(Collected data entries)

+++

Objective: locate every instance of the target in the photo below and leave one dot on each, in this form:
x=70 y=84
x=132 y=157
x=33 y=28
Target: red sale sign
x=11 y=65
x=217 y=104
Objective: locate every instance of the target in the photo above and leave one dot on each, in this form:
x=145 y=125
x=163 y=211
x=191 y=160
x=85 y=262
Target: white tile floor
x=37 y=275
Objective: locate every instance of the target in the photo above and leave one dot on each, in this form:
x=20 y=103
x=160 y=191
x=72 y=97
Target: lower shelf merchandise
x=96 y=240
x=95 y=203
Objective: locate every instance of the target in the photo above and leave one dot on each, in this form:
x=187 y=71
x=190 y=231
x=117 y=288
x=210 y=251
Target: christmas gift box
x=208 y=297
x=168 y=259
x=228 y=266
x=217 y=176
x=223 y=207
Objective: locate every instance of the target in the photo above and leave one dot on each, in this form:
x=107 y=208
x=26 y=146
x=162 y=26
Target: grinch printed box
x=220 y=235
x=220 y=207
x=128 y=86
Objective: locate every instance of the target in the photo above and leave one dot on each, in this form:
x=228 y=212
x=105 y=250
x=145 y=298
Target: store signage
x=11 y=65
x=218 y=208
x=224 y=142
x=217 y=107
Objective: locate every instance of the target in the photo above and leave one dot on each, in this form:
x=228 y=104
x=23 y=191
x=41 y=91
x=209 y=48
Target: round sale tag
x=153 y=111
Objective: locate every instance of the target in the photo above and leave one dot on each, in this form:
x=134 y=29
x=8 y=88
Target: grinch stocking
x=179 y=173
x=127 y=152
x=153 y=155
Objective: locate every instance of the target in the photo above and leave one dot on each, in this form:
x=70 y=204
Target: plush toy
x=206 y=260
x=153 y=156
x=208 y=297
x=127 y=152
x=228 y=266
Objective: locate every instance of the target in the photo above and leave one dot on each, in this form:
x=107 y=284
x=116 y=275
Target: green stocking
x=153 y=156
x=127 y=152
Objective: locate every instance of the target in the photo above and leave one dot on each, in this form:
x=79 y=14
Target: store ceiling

+++

The entire set of entries, and nothing else, should be set down exactly.

Reply |
Objective: locate every instance of the target in the photo below and leave one dot on each, in this form:
x=70 y=84
x=132 y=157
x=33 y=28
Target: red sale sign
x=11 y=65
x=217 y=104
Objective: locate every instance of the target in the photo above and leave one dot on each, in this form:
x=145 y=125
x=163 y=211
x=191 y=160
x=85 y=262
Target: white tile floor
x=37 y=275
Objective: locate every instance of the target in the photo above and leave one dot on each, in this form:
x=20 y=103
x=160 y=191
x=72 y=97
Target: lower shelf merchandise
x=96 y=240
x=95 y=203
Objective: locate every instance of the target in the photo above and leave one dot on each, in this form:
x=187 y=71
x=190 y=231
x=117 y=288
x=210 y=251
Target: christmas gift box
x=208 y=297
x=168 y=259
x=228 y=266
x=217 y=176
x=223 y=207
Objective: locate every instance of the target in the photo above and leave one dot on each, in this form:
x=107 y=208
x=26 y=146
x=162 y=26
Target: grinch printed box
x=220 y=235
x=220 y=207
x=128 y=86
Objective: locate every instance of the target in the photo above and leave one dot on each, in this form:
x=228 y=212
x=105 y=250
x=145 y=298
Target: store signage
x=11 y=65
x=218 y=208
x=224 y=142
x=217 y=107
Objective: locate every instance of the target in the photo above and leave one dot on each, in this form:
x=228 y=104
x=23 y=191
x=41 y=91
x=209 y=48
Target: round sale tag
x=153 y=111
Objective: locate every instance of the target in the photo above and leave one dot on each, in this form:
x=134 y=29
x=8 y=88
Target: grinch stocking
x=179 y=173
x=127 y=152
x=153 y=155
Objective: locate every instance of the target in the photo above and leave one dot on each, in this form:
x=70 y=204
Target: plush toy
x=206 y=260
x=153 y=156
x=208 y=297
x=127 y=152
x=228 y=266
Objective: locate every instance of the target in the photo above and leave one dot on each, in this form:
x=107 y=284
x=116 y=275
Target: green stocking
x=153 y=156
x=127 y=152
Objective: locate every instance of the target in the photo above and leave one dot on each, in this form:
x=79 y=14
Target: store ceiling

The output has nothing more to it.